What are the risk factors for thyroid cancer?
While the exact cause of most thyroid cancers is not known, several risk factors have been linked to the disease. A risk factor is anything that affects a person’s chance of getting a disease such as cancer. Different cancers have different risk factors. Some risk factors, like smoking, can be changed. Others, like a person’s age or family history, can’t be changed.
But risk factors don’t tell us everything. Having a risk factor, or even several risk factors, does not mean that you will get the disease. And many people who get the disease may have few or no known risk factors. Even if a person with thyroid cancer has a risk factor, it is very hard to know what part that risk factor might have played in the cancer.
Below are some risk factors that make a person more likely to develop thyroid cancer.
Gender and age
Thyroid cancers (like almost all diseases of the thyroid) happen about 3 times more often in women than in men. The reason for this is not known.
Thyroid cancer can occur at any age. But women are most likely to get it in their 40s or 50s, while men are more likely to get it in their 60s or 70s
A diet low in iodine
Follicular thyroid cancers are more common in places where people’s diets are low in iodine. In the United States, most people get enough iodine in their diet because it is added to table salt and other foods.
Radiation
Exposure to radiation is a proven risk factor for thyroid cancer. Sources of such radiation include certain medical treatments and radiation fallout from power plant accidents or nuclear weapons.
Having had radiation treatments to the head or neck in childhood is a risk factor for thyroid cancer. Risk depends on the dose of radiation and the age of the child. Before the 1960s, children were sometimes treated with low doses of radiation for things we wouldn’t use radiation for now, like acne, ringworm, and other problems. Years later, the people who had these treatments were found to have a higher risk of thyroid cancer.
Imaging tests such as x-rays and CT scans also expose children to radiation, but at much lower doses. If there is an increased risk of thyroid cancer from these tests it is likely to be small, but to be safe, children should not have these tests unless they are clearly needed.
Being exposed to radiation as an adult carries much less risk of thyroid cancer.
Hereditary conditions and family history
Several inherited conditions have been linked to different types of thyroid cancer, as has family history. Still, most people who get thyroid cancer do not have an inherited condition or a family history of the disease.
Medullary thyroid cancer
Some cases of medullary thyroid cancer result from a person inheriting an abnormal gene from a parent. This is known as familial medullary thyroid cancer (FMTC). FMTC can occur alone, or it can be seen along with other tumors, as part of a syndrome called multiple endocrine neoplasia type 2 (MEN 2). These cancers often appear in childhood or early adulthood and can spread early.
Other thyroid cancers
People with certain inherited medical problems have a higher risk of more common forms of thyroid cancer. Higher rates of thyroid cancer are seen in people with rare genetic conditions such as:
- Familial adenomatous polyposis (FAP)
- Gardner syndrome
- Cowden disease
- Carney complex, type I
To learn more about these conditions, please see our document, Thyroid Cancer.
Papillary and follicular thyroid cancers also seem to run in some families without known genetic conditions. Having a parent, brother, sister, or child with thyroid cancer increases your risk of thyroid cancer.
If you think you might have an increased risk of thyroid cancer, talk to your doctor. Genetic counseling might be suggested if your background warrants it.

--- Set of tasks ---
- a) Reproduce the stretch of the text on thyroid cancer risk factors from "But risk factors" through "in the cancer.".
- b) In the text on thyroid cancer risk factors, at what ages are men more likely to get thyroid cancer?
The lines that come next are drawn from a separate source and have nothing to do with the text on thyroid cancer risk factors.

--- Information shown ---
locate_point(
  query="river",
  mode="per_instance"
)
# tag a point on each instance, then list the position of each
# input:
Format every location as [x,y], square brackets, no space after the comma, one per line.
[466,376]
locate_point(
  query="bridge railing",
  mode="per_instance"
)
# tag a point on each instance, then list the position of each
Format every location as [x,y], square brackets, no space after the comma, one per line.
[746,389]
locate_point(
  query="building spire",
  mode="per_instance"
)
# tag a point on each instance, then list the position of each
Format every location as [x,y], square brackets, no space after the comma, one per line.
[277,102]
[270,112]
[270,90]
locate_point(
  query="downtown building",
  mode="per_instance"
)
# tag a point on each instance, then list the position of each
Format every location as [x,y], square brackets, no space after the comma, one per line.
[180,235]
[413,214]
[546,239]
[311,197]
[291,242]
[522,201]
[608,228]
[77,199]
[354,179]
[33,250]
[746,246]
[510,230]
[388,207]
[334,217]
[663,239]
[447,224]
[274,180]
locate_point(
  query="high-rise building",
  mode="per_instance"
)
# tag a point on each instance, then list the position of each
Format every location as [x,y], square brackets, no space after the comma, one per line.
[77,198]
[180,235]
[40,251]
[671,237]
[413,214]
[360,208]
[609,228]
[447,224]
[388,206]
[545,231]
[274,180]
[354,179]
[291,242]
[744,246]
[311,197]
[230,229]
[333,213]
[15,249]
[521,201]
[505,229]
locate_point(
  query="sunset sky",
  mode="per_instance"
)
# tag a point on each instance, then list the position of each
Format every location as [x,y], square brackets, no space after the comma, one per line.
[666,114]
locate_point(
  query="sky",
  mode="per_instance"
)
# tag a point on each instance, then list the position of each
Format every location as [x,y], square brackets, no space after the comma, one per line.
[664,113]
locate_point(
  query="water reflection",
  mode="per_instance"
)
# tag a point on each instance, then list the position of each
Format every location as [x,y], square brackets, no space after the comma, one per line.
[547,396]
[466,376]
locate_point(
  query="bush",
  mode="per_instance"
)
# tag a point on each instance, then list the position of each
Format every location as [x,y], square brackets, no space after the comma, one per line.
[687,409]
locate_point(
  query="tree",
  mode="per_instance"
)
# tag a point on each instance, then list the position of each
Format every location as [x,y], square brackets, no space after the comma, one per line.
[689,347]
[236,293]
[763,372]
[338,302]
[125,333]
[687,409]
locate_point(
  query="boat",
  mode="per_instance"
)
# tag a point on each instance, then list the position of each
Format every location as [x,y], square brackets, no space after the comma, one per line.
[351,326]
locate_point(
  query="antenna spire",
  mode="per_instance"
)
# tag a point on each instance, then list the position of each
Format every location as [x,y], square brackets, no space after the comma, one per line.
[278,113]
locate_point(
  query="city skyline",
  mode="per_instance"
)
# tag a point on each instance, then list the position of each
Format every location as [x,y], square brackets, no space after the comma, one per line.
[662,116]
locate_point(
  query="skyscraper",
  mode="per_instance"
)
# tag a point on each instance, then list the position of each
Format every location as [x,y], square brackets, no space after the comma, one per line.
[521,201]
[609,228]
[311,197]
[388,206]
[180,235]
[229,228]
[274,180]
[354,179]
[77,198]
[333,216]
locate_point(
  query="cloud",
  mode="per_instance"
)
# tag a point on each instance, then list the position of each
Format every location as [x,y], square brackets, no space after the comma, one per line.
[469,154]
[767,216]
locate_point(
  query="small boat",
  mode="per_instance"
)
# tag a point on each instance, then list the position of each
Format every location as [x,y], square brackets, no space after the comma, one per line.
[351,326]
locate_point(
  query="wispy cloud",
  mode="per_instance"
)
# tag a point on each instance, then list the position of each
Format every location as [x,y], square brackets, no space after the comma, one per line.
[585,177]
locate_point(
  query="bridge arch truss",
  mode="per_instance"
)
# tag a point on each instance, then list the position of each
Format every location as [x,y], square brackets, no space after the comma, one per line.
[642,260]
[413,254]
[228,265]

--- Solutions by task ---
- a)
But risk factors don’t tell us everything. Having a risk factor, or even several risk factors, does not mean that you will get the disease. And many people who get the disease may have few or no known risk factors. Even if a person with thyroid cancer has a risk factor, it is very hard to know what part that risk factor might have played in the cancer.

- b) In their 60s or 70s.